(Location identification entries)
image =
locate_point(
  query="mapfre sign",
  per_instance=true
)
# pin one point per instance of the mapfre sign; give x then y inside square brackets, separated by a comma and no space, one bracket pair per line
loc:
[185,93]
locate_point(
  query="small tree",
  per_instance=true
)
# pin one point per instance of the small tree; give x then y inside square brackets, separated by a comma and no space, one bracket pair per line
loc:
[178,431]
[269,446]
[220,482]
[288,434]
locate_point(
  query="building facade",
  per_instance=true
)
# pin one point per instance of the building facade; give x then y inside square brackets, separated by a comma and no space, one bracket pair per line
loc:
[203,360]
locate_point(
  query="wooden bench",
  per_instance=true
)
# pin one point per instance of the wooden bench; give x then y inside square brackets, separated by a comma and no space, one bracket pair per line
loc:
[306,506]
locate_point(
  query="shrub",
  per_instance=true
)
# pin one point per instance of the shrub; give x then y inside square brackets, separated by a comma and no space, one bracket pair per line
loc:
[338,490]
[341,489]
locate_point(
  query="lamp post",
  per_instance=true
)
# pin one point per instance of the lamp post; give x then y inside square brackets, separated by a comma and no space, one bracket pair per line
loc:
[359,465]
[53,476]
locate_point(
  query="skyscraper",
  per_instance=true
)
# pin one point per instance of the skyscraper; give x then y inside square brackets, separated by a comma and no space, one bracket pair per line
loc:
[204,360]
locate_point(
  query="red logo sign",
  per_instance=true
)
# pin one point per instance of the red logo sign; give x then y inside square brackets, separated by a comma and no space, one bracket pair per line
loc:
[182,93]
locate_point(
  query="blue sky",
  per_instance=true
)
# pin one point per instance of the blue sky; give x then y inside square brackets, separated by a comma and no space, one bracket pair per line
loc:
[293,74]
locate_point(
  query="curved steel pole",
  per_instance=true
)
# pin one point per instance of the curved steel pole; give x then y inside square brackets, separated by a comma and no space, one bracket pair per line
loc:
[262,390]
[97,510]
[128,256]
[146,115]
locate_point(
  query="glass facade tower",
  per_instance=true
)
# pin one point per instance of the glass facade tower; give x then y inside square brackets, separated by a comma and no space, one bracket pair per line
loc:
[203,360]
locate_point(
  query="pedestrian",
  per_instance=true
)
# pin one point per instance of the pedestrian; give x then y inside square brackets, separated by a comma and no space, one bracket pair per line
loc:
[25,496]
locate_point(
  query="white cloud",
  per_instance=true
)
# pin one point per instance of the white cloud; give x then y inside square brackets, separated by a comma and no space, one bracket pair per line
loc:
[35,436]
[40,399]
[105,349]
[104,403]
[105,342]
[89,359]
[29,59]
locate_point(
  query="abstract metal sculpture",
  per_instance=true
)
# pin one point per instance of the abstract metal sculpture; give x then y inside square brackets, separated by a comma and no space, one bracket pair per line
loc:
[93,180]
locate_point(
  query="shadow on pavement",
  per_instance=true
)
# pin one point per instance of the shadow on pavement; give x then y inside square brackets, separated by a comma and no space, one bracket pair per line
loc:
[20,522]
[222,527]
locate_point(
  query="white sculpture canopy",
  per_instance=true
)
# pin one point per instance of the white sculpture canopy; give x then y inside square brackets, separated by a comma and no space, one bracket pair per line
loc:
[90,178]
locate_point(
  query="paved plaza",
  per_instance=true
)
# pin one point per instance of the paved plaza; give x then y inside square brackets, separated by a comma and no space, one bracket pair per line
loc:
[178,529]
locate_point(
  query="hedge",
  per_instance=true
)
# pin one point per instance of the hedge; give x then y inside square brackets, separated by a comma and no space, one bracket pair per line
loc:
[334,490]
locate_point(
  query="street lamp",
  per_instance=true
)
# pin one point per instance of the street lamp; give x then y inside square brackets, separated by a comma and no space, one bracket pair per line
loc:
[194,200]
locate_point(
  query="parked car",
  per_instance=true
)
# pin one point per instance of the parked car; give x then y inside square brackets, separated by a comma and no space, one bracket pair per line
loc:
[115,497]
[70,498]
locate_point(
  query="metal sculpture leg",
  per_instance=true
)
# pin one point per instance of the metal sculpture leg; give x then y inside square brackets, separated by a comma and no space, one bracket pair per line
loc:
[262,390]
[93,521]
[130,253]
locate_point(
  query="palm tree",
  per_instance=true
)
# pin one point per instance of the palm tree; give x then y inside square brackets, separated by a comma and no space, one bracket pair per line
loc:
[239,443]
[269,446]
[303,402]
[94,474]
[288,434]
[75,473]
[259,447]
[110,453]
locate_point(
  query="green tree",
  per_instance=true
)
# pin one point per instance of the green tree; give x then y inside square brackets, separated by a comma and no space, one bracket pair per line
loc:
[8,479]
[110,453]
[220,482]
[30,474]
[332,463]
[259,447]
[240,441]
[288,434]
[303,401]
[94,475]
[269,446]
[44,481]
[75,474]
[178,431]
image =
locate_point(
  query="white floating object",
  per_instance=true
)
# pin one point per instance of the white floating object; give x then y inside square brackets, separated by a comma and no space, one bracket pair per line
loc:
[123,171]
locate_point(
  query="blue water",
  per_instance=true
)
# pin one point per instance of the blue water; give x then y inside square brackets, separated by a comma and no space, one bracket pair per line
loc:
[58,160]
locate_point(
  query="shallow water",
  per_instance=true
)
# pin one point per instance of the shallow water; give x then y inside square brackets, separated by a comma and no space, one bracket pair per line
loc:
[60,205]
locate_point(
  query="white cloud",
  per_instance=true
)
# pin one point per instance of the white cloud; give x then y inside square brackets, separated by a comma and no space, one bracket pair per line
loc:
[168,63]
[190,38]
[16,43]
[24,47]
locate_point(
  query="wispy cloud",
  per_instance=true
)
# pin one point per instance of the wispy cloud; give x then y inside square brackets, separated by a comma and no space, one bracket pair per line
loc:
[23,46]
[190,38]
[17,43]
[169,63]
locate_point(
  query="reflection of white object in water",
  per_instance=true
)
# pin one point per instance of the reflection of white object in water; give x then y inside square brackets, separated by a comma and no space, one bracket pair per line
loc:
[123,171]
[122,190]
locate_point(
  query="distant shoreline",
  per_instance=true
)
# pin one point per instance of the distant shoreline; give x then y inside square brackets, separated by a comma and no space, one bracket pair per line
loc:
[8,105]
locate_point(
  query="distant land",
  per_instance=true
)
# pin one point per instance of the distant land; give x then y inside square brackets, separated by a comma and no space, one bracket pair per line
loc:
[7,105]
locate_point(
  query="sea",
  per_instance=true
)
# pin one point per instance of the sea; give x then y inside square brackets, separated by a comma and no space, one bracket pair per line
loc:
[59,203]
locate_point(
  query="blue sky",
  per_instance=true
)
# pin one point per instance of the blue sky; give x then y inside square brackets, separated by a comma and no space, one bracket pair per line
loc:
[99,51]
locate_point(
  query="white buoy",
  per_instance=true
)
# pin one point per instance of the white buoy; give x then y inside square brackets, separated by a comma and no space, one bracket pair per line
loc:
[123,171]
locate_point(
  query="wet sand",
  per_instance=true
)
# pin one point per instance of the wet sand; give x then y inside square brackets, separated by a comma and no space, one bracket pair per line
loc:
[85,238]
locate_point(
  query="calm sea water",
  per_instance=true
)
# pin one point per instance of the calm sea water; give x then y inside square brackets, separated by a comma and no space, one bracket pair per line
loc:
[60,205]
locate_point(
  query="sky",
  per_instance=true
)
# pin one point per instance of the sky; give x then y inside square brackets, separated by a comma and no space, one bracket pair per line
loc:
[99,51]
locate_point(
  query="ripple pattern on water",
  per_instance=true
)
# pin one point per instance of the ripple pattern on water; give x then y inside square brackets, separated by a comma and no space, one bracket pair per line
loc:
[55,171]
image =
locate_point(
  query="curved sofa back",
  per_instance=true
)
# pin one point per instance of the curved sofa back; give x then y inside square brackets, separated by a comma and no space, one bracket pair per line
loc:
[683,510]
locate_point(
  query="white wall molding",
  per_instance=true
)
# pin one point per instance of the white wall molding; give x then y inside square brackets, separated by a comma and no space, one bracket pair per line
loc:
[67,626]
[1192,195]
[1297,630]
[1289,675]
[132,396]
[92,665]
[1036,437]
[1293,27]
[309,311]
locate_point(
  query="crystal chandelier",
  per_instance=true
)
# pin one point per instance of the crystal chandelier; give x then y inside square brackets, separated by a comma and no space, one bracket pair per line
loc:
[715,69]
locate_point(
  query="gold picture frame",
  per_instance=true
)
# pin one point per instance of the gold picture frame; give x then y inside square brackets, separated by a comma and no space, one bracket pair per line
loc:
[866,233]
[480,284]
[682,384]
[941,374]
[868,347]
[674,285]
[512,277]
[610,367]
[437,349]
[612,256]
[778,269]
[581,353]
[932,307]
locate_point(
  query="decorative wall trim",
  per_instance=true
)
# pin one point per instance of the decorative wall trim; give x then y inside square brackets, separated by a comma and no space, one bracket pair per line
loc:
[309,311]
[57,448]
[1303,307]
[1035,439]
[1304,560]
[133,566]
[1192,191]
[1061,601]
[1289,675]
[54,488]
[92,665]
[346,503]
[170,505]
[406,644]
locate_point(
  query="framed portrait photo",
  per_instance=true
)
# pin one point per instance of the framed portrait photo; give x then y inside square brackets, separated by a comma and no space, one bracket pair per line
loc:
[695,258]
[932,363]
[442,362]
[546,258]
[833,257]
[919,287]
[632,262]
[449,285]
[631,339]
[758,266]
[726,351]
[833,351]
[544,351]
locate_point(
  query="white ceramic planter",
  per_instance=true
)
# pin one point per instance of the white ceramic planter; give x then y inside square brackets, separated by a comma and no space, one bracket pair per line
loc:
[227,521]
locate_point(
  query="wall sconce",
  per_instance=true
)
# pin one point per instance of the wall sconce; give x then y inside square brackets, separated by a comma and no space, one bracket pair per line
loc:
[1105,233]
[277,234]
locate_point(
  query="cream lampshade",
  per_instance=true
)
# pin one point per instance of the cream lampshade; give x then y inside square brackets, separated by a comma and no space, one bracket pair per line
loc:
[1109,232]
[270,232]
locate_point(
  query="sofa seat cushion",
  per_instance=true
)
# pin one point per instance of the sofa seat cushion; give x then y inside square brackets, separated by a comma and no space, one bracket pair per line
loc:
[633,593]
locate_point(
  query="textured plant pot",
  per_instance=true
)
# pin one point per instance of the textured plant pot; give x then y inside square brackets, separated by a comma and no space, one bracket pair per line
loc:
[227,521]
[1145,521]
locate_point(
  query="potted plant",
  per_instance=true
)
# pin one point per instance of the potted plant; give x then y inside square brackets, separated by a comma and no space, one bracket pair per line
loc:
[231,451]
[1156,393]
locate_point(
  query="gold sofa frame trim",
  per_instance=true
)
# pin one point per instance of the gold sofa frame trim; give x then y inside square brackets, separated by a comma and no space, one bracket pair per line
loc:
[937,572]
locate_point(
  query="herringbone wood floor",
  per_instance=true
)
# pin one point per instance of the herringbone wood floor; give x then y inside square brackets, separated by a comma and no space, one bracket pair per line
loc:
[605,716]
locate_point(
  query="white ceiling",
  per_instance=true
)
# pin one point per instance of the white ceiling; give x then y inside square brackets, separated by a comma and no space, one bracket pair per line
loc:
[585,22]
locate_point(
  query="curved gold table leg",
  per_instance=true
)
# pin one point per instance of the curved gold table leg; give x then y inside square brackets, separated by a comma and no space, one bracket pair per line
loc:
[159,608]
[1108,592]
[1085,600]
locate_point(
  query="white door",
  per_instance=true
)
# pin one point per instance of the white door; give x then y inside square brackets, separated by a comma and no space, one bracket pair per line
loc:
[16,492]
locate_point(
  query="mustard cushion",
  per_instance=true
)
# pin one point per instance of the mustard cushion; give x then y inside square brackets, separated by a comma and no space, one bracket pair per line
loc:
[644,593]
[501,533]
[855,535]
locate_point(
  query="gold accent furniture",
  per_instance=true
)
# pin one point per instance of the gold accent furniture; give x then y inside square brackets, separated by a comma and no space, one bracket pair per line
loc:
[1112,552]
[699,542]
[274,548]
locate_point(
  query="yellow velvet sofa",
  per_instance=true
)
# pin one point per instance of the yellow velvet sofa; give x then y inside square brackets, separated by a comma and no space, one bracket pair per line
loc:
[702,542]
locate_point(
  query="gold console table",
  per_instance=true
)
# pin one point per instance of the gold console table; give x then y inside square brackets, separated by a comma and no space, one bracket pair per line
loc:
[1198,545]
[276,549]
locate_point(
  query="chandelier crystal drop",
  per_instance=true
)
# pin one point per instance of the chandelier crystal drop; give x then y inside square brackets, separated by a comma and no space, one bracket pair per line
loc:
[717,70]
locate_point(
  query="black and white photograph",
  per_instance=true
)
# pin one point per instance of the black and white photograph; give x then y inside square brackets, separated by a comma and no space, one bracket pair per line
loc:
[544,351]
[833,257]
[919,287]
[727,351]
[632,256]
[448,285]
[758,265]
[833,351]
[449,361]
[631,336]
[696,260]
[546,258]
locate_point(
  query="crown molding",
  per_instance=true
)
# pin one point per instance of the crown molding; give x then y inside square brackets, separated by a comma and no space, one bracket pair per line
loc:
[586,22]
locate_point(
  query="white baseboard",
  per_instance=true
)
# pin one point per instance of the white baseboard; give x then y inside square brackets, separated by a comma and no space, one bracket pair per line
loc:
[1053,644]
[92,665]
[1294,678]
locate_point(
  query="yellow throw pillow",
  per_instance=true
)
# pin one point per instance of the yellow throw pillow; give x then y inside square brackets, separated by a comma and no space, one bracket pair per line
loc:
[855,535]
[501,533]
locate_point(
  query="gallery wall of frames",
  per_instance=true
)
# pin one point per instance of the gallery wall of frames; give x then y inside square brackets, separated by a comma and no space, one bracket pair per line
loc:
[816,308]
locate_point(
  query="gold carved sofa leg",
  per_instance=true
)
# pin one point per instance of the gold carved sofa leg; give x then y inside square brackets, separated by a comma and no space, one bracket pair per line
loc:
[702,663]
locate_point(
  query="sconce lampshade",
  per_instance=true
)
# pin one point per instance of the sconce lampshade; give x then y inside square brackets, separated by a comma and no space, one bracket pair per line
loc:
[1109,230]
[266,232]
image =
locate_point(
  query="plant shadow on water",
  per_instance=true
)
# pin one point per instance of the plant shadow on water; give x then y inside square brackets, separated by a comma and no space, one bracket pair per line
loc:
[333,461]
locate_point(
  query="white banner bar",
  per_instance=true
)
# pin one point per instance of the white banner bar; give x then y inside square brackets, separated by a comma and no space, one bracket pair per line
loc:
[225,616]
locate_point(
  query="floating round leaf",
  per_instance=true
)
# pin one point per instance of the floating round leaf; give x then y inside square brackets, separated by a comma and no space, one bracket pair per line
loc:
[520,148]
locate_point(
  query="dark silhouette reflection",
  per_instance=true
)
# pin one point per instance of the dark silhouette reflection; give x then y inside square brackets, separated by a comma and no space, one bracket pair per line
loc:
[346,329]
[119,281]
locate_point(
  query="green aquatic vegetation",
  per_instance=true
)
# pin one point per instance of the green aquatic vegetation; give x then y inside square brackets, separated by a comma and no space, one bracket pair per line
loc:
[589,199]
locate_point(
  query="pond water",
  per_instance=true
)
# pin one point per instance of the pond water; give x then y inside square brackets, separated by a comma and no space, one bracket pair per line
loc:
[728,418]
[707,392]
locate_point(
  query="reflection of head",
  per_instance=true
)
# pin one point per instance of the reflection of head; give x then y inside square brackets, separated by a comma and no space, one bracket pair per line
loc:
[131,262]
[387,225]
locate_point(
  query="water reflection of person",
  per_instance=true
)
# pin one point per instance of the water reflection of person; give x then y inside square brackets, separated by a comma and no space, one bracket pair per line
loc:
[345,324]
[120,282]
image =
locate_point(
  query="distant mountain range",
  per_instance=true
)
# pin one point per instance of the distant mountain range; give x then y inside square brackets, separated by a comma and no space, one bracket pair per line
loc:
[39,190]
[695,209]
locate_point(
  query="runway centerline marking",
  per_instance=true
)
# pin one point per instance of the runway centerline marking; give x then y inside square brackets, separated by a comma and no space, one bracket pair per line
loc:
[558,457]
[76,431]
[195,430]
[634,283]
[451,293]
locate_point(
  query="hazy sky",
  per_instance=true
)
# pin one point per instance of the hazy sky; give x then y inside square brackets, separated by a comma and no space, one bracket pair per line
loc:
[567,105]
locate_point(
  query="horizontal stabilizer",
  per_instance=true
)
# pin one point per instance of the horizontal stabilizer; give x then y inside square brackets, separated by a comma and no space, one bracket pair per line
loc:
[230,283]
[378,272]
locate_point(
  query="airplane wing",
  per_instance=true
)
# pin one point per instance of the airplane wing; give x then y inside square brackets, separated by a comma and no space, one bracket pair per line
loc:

● **BRIEF**:
Count the lines in the material above that contain the string “curved”, treating uppercase and lowercase as different. Reply with the number alone.

● **ANSWER TO THE TASK**:
6